Nothing but the line containing "Objective — for every instance of the pale" and the lines after it in the entries below should appear, each repeated exactly.

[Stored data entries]

━━━

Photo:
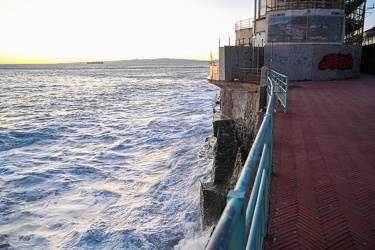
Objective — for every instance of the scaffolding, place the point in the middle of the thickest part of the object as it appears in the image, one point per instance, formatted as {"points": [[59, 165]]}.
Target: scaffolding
{"points": [[354, 21]]}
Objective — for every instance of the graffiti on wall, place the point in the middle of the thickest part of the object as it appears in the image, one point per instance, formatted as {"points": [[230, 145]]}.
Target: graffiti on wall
{"points": [[336, 61]]}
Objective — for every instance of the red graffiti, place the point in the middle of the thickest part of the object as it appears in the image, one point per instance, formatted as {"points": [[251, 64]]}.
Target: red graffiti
{"points": [[336, 61]]}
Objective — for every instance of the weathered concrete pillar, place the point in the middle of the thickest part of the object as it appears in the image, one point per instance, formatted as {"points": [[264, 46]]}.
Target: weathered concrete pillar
{"points": [[212, 203], [263, 88], [224, 152]]}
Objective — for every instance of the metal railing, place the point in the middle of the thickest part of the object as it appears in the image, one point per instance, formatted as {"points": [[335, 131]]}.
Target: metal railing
{"points": [[280, 85], [243, 223]]}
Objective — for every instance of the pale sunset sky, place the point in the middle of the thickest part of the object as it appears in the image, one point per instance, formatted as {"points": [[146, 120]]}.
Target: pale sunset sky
{"points": [[55, 31], [48, 31]]}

━━━

**EXERCISE RESULT:**
Objective — for every instance of the pale sunset sky, place the point in the middle of the thickest part of the object as it appears in the image, one point per instance, formatted as {"points": [[146, 120]]}.
Target: pale sunset sky
{"points": [[55, 31], [48, 31]]}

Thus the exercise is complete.